◆ DATA ROWS
* * *
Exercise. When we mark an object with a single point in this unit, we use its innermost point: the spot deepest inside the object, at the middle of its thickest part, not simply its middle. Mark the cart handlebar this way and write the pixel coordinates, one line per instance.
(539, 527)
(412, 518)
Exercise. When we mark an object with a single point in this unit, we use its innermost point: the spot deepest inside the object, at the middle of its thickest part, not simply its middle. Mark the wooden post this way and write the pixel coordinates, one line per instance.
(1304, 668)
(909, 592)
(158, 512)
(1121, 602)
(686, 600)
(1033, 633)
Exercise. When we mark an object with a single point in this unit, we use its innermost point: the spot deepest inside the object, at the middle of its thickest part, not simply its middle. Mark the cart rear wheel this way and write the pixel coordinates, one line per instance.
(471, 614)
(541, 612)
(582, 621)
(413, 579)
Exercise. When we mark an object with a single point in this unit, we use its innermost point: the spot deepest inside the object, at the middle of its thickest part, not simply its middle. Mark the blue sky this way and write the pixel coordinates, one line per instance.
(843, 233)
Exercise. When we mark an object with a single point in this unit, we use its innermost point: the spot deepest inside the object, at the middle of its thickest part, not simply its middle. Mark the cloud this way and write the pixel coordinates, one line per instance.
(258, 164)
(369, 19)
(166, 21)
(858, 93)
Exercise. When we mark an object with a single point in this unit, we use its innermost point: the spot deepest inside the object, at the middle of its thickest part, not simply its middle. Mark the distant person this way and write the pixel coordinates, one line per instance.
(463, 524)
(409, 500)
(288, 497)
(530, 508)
* * *
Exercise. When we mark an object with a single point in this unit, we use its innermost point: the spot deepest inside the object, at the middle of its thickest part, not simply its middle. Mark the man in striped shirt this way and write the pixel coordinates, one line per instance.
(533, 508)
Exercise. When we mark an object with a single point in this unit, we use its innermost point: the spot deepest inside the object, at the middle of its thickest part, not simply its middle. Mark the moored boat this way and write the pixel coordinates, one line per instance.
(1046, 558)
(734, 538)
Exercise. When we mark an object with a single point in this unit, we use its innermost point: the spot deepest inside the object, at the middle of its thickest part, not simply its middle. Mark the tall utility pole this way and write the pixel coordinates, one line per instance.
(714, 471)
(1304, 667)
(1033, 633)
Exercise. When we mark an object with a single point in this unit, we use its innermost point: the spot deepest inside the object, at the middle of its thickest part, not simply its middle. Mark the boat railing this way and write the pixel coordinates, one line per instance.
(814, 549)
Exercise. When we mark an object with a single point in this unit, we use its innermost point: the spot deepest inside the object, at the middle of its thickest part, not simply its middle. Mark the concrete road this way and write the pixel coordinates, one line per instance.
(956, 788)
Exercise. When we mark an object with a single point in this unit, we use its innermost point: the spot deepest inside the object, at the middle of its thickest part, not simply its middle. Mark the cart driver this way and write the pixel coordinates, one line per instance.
* * *
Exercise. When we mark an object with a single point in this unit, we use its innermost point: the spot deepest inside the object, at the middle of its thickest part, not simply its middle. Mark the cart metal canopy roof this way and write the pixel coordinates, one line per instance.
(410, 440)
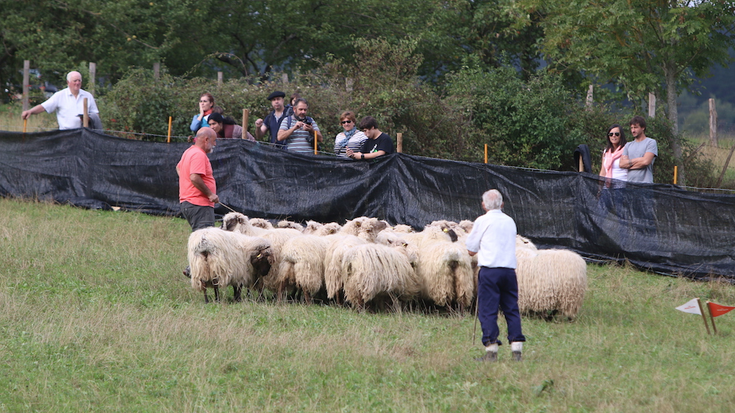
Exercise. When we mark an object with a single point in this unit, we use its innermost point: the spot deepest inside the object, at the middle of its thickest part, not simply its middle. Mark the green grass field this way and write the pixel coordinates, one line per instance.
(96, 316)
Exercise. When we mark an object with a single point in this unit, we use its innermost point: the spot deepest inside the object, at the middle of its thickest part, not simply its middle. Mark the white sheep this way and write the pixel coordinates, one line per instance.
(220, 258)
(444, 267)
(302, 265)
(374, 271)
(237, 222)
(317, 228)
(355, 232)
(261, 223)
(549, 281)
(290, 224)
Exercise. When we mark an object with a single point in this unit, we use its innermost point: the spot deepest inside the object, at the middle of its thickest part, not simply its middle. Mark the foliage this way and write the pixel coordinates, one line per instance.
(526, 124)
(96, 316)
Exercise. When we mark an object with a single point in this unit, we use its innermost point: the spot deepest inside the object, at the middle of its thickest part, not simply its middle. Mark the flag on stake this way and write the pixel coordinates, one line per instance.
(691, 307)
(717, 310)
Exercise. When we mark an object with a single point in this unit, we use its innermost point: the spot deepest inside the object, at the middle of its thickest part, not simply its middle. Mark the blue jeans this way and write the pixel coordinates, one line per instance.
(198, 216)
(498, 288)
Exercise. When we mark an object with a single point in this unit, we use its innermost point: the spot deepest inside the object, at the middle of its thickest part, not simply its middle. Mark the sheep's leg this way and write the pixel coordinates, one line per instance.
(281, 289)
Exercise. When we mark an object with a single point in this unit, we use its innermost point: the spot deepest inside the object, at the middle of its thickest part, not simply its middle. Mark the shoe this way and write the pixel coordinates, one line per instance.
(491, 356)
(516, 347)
* * *
◆ WORK REQUIRED
Starting at the line that contains "Mark the boat" and ending after the line that contains "the cart driver", put those lines of the entries into a JSON list of strings, with one string per line and any blank lines omitted.

◆ COMPLETE RESPONSE
[
  "Exercise. When we mark an object with a single point in this unit, we use its innermost point: the spot deepest inside the object, at the middle of its thickest part, not simply its middle. Mark the boat railing this way and write the pixel coordinates, one line per instance.",
  "(814, 549)",
  "Exercise. When we mark an object with a single point in this unit, we use its innermost point: the spot deepest inside the object, at the middle of its thickest part, not simply its middle. Mark the concrete road this way and write the pixel coordinates, one line per instance.",
  "(956, 788)",
  "Exercise. When we mark an object with a single point in this unit, we use its innermost point: the spot deepest inside the object, at the middle of its thickest part, not simply its middle. Mark the cart driver this way and write the pixel coordinates, one line per instance."
]